==== Record set ====
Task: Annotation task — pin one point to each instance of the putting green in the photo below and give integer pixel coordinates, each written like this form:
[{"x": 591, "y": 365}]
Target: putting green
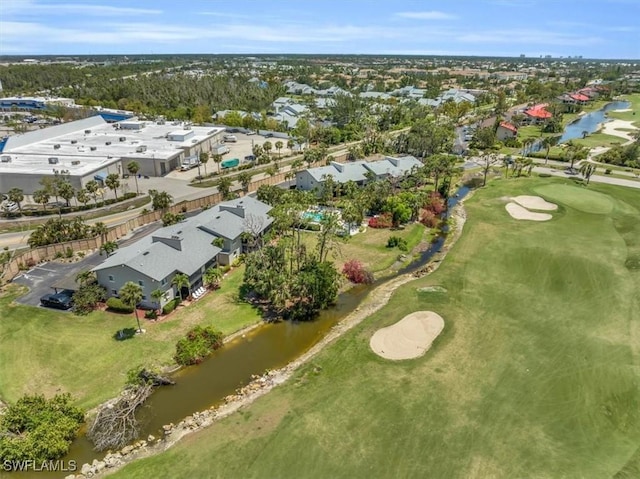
====
==== Record set ====
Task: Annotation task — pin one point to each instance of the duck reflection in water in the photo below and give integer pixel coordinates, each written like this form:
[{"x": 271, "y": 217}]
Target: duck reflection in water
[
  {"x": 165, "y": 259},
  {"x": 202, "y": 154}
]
====
==== Record set ====
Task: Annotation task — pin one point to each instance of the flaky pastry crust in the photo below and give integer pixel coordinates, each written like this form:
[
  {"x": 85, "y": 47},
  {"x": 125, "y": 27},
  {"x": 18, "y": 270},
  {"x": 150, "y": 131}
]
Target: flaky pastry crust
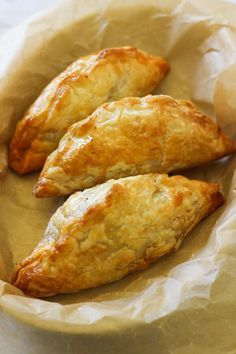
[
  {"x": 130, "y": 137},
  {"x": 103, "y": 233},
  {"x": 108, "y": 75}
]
====
Instructions for the task: In the listing above, find the line containing "of the putting" and the line containing "Target: putting green", then retype both and every line between them exactly, with nothing else.

Response to the exercise:
Task: Annotation task — pin one point to each instance of the putting green in the photo below and give integer pixel coordinates, each written like this form:
[{"x": 591, "y": 365}]
Target: putting green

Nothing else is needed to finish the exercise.